▸ REQUIREMENT:
Count the lines in the rows below that contain the string "chair", treating uppercase and lowercase as different. Give only the number.

Contour annotation rows
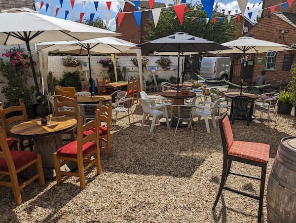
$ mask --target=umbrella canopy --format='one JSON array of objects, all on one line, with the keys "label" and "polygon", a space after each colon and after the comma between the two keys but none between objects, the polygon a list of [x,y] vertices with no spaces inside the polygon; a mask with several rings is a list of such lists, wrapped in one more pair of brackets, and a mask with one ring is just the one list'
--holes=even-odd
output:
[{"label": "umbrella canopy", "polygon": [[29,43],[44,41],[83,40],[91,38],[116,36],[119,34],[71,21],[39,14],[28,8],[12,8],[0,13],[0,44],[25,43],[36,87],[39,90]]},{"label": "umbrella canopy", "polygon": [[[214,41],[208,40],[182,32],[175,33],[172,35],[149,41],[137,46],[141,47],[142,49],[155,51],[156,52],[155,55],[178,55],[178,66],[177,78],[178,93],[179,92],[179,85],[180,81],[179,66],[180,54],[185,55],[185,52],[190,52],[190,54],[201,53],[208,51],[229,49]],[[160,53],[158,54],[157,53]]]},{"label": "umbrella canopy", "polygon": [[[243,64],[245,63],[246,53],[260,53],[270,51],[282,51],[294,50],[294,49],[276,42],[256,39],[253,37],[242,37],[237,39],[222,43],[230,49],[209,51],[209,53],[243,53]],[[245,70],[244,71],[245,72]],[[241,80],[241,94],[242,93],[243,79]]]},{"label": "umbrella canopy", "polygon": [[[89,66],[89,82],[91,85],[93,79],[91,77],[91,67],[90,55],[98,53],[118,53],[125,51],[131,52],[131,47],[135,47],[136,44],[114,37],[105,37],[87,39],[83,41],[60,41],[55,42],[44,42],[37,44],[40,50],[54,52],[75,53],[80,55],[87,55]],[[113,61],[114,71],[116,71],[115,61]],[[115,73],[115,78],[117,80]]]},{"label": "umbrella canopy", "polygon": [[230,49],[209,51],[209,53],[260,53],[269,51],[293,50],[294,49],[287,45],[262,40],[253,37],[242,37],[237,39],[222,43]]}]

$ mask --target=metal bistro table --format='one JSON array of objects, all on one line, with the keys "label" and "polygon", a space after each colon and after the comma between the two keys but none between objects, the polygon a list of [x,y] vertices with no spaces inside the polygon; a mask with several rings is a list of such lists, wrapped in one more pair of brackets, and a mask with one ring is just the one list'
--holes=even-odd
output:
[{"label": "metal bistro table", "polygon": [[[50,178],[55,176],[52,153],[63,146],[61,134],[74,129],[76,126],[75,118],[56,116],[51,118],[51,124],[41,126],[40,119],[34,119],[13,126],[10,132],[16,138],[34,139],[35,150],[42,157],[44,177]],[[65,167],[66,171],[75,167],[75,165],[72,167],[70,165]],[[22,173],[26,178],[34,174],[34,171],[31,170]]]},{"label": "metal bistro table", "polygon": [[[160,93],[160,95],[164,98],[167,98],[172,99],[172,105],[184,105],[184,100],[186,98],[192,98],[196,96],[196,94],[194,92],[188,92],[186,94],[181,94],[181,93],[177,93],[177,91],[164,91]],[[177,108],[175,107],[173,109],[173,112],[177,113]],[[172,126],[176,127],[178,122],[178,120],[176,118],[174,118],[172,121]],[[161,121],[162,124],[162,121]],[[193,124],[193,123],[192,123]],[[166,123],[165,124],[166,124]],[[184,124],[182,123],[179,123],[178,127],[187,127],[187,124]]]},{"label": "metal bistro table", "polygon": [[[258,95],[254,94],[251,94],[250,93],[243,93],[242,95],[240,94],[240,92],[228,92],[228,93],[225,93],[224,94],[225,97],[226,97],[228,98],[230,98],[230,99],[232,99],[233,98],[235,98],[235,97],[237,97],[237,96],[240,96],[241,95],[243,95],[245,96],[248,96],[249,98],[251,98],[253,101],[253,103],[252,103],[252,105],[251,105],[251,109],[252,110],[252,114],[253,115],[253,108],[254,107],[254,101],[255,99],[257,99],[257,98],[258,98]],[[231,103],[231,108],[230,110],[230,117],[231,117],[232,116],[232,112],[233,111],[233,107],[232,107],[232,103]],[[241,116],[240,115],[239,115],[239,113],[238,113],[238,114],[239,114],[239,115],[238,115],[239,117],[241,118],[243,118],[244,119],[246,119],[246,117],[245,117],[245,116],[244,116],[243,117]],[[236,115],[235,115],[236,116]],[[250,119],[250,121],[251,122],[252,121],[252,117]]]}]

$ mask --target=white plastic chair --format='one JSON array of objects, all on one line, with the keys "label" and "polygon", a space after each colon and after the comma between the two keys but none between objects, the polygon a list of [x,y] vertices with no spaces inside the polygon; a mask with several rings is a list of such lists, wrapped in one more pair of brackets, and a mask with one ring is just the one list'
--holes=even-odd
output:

* * *

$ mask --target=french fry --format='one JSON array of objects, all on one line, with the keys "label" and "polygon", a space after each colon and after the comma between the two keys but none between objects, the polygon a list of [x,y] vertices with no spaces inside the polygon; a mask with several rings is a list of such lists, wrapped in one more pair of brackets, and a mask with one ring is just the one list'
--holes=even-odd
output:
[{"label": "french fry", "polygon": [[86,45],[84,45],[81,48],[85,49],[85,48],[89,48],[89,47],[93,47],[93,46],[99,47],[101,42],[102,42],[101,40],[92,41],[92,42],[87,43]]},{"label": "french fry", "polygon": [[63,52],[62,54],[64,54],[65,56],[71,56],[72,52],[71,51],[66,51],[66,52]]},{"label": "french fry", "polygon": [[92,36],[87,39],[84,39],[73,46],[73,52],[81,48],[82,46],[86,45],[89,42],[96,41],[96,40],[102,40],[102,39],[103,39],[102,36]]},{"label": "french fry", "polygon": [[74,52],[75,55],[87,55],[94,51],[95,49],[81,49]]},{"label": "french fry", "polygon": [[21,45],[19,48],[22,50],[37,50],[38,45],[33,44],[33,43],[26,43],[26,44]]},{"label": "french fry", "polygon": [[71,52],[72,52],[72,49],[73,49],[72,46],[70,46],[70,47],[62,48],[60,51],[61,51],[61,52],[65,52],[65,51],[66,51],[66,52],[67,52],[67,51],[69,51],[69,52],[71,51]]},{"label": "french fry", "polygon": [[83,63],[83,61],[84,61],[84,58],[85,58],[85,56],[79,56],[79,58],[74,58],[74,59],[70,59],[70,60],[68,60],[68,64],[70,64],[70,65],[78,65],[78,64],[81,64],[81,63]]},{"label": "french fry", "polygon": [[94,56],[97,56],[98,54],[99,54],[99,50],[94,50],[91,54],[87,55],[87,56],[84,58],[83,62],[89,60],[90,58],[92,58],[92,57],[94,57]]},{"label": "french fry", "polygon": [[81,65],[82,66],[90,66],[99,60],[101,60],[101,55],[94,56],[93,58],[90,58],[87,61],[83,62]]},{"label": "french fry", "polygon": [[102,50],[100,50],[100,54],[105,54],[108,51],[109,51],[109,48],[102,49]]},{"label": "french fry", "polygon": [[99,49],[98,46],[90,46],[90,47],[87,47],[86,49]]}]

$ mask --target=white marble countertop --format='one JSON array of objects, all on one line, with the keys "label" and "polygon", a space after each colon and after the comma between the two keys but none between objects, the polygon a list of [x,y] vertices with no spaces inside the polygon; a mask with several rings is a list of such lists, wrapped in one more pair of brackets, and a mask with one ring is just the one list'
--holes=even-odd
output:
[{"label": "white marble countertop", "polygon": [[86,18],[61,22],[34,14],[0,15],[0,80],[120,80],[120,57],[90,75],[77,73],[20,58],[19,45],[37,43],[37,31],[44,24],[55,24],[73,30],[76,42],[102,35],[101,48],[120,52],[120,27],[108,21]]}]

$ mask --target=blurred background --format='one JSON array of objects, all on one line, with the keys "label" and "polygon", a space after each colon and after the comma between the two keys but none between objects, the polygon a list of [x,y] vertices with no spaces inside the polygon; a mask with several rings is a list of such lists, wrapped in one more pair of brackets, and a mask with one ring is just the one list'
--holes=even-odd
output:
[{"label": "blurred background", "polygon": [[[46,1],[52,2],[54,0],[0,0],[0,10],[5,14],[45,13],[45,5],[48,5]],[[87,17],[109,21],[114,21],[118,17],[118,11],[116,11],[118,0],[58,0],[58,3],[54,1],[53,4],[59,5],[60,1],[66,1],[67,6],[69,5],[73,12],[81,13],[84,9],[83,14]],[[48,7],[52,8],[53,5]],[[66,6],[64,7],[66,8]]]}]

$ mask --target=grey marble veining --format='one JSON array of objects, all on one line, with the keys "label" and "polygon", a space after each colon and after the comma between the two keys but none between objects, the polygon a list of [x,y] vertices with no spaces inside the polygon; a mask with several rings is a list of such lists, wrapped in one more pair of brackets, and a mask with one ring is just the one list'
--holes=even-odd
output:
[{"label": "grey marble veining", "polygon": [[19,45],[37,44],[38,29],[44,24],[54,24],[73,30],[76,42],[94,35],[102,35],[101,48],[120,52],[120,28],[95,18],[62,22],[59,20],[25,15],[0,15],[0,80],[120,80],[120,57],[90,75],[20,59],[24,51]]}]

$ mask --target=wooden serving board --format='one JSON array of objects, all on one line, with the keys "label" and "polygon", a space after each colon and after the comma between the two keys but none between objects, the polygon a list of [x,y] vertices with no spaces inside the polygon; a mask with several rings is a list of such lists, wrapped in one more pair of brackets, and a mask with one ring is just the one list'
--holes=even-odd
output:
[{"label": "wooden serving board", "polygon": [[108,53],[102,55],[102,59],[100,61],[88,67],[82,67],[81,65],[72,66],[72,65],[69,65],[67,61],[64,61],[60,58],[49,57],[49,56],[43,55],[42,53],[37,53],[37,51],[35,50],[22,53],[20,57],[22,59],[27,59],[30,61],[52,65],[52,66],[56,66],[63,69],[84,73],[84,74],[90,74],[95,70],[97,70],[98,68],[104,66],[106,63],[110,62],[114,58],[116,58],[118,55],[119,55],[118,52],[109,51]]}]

* * *

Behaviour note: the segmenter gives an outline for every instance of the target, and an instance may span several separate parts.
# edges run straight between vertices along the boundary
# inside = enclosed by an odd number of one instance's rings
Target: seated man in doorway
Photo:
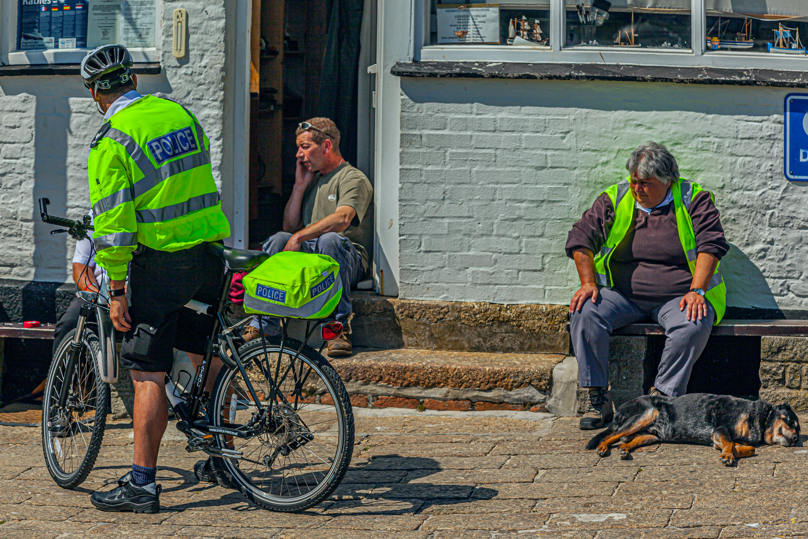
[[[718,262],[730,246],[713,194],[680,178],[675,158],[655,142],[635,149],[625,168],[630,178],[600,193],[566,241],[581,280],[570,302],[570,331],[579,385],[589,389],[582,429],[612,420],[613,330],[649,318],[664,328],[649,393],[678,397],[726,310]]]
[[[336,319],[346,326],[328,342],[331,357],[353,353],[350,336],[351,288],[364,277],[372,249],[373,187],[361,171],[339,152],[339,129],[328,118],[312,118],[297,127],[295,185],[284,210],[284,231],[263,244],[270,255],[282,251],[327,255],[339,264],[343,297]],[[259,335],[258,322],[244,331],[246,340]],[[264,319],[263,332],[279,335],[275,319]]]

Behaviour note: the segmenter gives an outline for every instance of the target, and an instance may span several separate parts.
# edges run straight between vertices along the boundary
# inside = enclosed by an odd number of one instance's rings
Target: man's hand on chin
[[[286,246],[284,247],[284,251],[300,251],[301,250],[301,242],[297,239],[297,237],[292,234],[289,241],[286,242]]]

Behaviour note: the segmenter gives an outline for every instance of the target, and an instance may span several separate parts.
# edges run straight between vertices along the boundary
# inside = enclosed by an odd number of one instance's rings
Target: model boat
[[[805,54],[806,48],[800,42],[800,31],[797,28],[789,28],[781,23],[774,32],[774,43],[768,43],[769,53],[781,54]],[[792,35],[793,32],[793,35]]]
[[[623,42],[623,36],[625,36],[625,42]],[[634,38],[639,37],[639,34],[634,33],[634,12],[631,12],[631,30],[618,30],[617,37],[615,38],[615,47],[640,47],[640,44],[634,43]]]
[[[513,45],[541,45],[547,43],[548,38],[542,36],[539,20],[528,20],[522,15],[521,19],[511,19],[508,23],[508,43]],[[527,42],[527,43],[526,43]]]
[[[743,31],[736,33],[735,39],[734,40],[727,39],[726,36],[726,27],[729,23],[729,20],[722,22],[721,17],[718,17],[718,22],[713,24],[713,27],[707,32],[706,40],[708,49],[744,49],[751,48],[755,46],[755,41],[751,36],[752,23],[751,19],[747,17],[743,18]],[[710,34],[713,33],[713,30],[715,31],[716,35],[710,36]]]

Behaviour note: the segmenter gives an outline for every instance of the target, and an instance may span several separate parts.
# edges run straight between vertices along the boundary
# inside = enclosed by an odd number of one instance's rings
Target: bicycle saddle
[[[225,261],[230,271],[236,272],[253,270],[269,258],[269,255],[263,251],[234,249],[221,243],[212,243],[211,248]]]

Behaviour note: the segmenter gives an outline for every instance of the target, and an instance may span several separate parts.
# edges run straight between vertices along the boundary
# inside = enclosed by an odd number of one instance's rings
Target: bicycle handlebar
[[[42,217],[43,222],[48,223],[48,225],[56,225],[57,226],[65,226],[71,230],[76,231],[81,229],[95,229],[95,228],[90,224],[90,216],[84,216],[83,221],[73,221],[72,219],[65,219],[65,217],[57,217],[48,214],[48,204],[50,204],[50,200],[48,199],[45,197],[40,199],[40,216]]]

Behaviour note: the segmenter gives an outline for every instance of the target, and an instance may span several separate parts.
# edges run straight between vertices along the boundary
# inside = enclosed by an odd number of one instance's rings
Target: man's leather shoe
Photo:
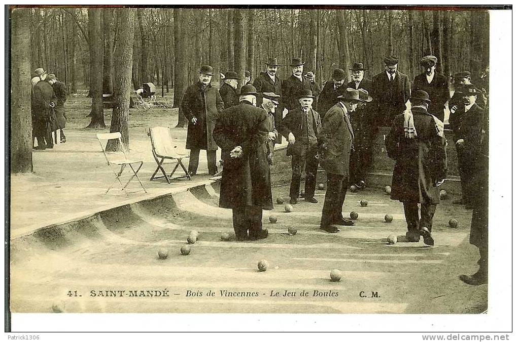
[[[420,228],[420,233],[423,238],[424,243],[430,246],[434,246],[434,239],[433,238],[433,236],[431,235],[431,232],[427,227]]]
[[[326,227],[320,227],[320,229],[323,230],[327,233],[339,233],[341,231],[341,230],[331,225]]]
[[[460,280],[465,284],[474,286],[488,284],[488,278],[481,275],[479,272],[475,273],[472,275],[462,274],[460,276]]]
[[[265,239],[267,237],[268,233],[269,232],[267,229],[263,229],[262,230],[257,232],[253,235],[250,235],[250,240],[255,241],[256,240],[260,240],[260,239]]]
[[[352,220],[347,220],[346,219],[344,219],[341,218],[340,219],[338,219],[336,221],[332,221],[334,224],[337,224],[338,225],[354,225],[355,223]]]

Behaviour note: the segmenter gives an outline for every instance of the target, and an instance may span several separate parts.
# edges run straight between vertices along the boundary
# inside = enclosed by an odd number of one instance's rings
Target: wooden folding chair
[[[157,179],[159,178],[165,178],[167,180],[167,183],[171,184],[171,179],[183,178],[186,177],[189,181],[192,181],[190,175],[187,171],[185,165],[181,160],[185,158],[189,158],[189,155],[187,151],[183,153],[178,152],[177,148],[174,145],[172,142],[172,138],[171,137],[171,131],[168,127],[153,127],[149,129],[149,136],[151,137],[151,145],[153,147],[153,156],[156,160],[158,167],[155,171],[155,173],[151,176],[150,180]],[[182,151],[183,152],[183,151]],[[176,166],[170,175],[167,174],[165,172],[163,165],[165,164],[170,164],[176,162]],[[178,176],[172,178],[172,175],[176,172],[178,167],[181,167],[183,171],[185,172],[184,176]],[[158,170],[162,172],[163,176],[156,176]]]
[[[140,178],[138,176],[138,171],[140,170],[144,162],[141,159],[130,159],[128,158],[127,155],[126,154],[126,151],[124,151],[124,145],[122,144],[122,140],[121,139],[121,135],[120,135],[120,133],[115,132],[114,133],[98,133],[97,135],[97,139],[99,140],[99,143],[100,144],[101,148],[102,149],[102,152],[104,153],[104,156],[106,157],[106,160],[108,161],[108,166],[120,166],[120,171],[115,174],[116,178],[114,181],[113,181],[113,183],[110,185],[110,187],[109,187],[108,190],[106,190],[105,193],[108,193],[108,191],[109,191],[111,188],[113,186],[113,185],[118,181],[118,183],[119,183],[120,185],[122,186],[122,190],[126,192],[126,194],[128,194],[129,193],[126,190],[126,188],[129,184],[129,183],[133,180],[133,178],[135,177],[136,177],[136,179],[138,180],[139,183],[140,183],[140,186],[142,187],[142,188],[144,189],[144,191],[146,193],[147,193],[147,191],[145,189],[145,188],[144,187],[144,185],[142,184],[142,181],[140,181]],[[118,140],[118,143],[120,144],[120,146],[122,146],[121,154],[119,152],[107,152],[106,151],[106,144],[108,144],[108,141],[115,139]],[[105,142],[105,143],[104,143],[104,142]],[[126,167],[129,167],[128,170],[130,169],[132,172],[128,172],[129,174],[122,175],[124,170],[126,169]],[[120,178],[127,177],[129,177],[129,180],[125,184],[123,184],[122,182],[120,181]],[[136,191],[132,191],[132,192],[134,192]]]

▸ FINISHED EXERCISE:
2